- [Prompt]:
List every line in the listing below that contains the word "negative".

[Entries taken from a collection]
::::

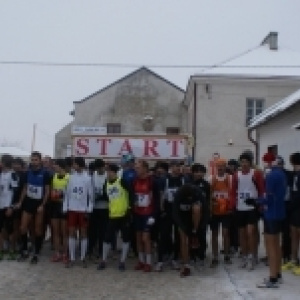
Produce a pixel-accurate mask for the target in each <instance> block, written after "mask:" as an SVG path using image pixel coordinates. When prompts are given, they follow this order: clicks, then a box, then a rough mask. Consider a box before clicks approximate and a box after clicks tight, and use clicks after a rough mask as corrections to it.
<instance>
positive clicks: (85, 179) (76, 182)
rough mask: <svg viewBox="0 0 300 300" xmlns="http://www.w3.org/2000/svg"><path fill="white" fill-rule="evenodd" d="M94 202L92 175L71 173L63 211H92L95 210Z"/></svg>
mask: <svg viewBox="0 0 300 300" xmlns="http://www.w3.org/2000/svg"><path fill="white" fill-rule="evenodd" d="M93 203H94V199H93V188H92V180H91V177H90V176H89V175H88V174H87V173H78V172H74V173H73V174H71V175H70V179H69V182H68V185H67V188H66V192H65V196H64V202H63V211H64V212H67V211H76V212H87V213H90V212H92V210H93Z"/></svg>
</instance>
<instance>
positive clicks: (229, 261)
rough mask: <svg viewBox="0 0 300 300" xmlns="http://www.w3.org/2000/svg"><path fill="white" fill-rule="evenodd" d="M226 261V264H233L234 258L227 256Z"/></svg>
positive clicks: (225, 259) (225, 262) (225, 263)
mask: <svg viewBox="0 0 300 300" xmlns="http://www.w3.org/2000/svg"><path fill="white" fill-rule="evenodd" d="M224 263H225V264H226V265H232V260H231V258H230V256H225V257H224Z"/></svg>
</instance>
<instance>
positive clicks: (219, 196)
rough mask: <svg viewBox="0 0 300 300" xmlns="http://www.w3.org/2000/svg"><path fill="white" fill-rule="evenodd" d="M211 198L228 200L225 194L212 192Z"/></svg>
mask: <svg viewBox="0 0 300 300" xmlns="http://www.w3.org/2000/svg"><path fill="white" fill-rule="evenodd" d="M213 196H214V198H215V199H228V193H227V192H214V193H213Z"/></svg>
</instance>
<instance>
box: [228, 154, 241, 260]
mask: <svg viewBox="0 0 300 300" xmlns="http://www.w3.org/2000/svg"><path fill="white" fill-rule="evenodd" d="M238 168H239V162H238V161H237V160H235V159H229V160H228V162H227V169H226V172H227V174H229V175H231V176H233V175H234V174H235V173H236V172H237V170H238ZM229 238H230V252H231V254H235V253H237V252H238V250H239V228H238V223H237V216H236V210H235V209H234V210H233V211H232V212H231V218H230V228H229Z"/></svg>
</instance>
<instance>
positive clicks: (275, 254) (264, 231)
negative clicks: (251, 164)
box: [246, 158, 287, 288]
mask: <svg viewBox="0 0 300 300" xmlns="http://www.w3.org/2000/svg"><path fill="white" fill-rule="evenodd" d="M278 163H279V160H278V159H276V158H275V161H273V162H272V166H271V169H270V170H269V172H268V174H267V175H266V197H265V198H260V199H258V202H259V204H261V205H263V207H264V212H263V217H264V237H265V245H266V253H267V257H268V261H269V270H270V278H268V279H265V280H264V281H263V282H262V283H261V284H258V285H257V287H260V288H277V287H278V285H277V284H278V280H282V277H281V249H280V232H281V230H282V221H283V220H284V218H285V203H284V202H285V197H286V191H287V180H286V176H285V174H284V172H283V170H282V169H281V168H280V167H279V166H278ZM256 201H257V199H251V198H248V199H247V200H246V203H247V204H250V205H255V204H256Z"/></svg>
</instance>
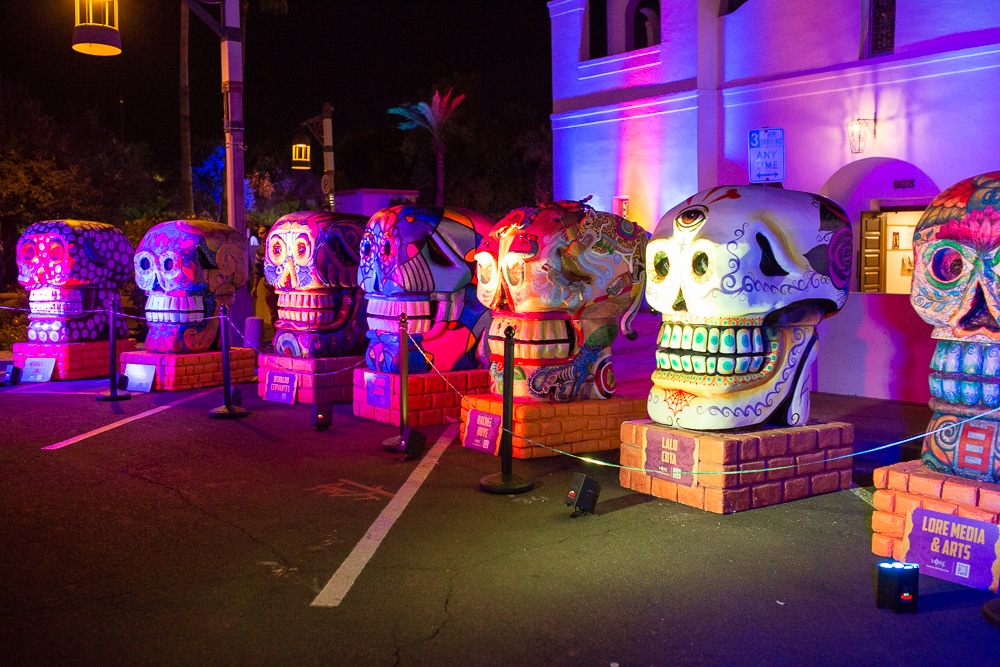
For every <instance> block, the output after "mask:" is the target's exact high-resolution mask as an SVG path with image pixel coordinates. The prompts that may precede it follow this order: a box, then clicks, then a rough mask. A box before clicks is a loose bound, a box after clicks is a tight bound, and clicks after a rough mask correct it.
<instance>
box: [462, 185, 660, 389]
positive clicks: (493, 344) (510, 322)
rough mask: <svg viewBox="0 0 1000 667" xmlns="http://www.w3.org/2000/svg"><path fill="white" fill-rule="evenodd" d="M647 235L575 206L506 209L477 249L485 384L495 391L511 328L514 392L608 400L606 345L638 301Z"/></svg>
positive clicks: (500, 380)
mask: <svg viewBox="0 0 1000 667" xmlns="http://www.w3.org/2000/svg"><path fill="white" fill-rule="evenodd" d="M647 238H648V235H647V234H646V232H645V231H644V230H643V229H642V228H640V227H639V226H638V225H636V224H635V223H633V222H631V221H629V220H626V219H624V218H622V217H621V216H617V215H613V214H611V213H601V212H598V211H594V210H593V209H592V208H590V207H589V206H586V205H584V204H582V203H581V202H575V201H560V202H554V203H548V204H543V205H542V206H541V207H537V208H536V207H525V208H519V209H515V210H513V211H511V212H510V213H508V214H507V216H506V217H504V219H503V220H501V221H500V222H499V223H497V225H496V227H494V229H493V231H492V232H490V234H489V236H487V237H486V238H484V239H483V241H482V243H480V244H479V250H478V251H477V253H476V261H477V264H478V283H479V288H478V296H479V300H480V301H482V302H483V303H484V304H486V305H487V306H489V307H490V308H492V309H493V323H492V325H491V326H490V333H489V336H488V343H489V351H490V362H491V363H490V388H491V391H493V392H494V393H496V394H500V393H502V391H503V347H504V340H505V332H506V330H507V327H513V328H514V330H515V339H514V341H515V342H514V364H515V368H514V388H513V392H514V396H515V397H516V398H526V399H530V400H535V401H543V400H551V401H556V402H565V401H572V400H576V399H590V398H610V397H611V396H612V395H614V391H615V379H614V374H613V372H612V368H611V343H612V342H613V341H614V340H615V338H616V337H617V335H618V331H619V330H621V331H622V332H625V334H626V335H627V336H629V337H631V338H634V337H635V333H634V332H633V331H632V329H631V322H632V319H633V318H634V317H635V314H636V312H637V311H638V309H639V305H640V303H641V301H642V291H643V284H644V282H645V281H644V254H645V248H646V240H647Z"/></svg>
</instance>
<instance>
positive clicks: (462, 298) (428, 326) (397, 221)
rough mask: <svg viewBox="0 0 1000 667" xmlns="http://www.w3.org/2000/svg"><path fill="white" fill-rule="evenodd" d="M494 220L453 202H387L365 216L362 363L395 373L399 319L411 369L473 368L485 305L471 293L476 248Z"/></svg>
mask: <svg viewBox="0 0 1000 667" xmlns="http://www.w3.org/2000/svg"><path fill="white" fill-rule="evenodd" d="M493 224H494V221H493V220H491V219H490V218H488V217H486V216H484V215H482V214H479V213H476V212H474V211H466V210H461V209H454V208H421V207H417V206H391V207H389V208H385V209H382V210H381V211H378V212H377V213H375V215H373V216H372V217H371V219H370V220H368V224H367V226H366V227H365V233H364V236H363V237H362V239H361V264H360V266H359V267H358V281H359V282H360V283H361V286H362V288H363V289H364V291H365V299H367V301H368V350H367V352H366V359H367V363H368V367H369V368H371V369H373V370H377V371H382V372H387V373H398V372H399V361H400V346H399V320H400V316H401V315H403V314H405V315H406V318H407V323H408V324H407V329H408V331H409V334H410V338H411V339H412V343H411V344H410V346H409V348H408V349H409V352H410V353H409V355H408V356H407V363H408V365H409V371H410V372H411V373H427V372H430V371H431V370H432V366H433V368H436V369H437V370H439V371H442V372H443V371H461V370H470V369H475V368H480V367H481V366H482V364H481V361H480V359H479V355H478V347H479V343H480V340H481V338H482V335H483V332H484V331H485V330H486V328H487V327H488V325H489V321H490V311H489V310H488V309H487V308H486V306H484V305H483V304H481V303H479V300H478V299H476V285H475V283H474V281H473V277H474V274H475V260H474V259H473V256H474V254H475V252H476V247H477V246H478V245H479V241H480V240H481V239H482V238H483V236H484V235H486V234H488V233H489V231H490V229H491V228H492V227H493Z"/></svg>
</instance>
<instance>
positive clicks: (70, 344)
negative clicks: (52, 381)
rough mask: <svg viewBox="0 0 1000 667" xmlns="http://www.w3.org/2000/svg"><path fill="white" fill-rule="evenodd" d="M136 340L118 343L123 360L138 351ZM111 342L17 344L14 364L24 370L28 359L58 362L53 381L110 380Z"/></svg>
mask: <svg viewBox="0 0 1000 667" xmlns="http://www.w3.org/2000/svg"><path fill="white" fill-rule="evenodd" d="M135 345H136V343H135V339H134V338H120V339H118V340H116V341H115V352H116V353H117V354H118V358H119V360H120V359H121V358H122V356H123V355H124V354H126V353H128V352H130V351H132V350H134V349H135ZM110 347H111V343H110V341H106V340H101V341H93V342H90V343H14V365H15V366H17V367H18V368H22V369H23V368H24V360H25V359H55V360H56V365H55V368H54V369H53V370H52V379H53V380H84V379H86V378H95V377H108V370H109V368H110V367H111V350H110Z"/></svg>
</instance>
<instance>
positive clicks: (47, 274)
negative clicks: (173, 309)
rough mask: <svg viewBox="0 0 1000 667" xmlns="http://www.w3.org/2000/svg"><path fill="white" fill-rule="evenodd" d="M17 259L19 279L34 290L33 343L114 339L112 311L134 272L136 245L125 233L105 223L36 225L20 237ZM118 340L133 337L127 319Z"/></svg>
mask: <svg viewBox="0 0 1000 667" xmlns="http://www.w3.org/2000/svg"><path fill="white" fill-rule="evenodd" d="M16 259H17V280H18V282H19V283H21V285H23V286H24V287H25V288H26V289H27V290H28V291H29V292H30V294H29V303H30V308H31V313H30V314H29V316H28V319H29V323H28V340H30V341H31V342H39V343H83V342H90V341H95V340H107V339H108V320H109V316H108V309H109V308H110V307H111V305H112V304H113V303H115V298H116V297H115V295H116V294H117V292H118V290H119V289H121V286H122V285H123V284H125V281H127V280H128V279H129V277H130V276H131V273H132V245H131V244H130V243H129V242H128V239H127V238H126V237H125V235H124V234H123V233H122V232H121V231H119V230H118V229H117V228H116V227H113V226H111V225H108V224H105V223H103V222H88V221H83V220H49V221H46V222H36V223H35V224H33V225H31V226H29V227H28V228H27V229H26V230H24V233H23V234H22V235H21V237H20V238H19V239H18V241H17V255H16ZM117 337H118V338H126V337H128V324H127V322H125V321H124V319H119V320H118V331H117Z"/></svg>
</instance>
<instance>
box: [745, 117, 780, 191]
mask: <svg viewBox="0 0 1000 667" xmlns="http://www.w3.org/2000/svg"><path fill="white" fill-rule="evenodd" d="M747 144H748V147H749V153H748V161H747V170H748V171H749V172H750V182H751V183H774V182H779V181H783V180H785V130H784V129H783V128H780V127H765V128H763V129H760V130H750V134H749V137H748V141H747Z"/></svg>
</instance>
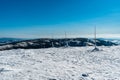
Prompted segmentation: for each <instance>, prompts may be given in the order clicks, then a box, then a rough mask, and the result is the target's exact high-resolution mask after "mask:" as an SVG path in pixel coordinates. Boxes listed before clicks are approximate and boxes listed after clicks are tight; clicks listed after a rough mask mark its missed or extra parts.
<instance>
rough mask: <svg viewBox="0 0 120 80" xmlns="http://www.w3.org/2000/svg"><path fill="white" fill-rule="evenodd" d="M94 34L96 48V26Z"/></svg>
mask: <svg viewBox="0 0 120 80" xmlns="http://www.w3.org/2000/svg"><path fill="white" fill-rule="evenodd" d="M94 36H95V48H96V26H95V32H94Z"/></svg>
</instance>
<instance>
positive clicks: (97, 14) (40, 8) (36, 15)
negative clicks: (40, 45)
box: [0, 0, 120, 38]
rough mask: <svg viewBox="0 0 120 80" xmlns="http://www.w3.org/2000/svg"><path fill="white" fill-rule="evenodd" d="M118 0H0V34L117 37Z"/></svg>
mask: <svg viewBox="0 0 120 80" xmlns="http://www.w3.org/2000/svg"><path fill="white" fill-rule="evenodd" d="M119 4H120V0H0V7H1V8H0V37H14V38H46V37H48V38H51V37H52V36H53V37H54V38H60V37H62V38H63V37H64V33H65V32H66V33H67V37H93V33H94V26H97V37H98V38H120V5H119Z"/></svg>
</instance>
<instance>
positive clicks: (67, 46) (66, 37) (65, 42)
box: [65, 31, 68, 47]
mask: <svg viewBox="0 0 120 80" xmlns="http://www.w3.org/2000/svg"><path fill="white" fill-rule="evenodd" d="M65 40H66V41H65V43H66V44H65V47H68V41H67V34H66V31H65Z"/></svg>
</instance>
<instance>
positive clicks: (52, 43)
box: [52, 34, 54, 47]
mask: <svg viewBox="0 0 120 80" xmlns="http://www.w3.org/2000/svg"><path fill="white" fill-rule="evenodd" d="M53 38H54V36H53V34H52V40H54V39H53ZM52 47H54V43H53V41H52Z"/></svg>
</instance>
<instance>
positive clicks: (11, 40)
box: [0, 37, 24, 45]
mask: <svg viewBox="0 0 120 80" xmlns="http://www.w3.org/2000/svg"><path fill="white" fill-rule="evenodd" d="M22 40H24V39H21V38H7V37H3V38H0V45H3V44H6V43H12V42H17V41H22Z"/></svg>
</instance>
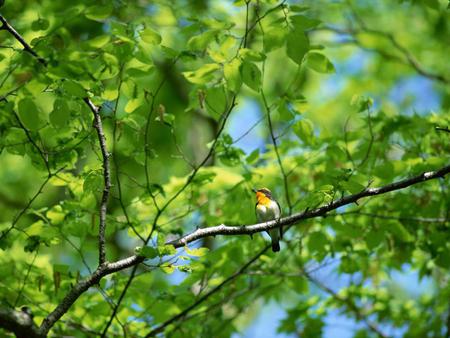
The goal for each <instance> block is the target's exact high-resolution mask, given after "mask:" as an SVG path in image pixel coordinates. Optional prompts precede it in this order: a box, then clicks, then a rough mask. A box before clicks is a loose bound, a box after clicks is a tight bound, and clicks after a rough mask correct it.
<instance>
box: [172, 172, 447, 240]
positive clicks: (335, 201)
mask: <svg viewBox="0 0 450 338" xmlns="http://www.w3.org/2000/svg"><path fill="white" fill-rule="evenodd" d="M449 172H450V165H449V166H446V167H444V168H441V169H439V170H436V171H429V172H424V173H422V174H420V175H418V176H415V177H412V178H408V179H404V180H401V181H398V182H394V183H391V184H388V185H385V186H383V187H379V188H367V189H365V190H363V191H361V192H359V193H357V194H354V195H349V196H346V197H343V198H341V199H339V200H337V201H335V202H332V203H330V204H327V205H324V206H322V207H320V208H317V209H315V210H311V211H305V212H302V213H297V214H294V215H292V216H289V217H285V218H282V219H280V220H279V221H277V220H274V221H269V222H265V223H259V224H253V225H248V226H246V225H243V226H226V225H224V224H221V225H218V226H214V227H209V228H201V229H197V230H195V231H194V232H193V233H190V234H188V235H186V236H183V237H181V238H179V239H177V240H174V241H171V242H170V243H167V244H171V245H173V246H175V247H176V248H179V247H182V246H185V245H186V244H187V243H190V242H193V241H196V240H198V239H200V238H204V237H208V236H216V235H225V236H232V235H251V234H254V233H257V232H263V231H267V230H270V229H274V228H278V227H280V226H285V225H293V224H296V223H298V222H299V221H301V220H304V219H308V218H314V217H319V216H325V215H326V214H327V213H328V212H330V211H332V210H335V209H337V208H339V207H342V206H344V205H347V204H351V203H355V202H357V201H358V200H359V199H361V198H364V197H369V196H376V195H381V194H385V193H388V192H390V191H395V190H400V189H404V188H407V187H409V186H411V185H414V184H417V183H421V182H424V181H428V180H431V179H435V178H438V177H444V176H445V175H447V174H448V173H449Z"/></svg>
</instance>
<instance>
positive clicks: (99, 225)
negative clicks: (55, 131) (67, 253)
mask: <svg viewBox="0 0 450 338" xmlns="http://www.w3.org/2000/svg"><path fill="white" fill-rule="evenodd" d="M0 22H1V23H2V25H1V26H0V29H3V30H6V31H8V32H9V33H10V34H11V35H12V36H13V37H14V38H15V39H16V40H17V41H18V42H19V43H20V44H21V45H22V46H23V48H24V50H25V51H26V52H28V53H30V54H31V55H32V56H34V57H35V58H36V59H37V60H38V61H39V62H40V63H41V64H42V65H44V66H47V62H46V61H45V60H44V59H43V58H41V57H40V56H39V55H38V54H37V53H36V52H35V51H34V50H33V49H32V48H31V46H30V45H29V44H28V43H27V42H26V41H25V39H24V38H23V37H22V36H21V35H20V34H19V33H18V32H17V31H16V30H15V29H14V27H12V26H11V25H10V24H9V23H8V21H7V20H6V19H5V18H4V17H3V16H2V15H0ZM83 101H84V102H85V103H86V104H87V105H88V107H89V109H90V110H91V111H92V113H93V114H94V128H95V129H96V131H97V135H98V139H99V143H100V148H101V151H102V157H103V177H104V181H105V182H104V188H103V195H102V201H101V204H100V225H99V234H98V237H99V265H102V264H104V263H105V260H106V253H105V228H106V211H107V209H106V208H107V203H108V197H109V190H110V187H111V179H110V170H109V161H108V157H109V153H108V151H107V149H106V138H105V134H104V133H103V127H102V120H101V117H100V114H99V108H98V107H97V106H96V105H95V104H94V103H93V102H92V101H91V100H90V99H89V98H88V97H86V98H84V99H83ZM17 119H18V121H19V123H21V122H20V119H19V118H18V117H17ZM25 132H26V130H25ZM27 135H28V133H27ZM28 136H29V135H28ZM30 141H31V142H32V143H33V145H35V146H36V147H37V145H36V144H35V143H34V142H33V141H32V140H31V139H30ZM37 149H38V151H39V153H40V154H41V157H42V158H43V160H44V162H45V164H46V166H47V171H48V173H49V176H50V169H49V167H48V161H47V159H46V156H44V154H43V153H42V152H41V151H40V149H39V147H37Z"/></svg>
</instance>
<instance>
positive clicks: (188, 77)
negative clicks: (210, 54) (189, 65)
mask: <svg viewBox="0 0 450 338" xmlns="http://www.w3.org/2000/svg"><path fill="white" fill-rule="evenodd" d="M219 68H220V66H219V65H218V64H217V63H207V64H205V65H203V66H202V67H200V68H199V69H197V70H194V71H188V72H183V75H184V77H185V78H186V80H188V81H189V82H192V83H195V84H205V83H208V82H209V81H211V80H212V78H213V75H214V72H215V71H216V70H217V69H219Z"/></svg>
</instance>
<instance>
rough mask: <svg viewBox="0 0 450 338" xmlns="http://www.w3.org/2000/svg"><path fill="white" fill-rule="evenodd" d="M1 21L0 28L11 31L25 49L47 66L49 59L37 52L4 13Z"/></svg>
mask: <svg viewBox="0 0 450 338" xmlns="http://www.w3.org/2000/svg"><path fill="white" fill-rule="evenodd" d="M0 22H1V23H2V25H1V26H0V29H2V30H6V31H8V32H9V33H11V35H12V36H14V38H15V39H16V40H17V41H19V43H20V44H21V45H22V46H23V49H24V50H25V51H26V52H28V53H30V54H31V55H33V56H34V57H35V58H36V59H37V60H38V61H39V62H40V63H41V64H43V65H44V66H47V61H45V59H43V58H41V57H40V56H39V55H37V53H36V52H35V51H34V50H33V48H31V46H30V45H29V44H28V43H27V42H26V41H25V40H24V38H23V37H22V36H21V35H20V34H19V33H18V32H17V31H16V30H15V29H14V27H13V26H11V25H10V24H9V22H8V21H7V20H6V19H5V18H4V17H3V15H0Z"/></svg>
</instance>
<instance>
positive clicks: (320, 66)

::::

- [Solution below]:
negative clicks: (251, 164)
negative clicks: (52, 381)
negative clicks: (173, 309)
negative clicks: (40, 45)
negative clicks: (55, 131) (67, 253)
negative clicks: (210, 54) (189, 65)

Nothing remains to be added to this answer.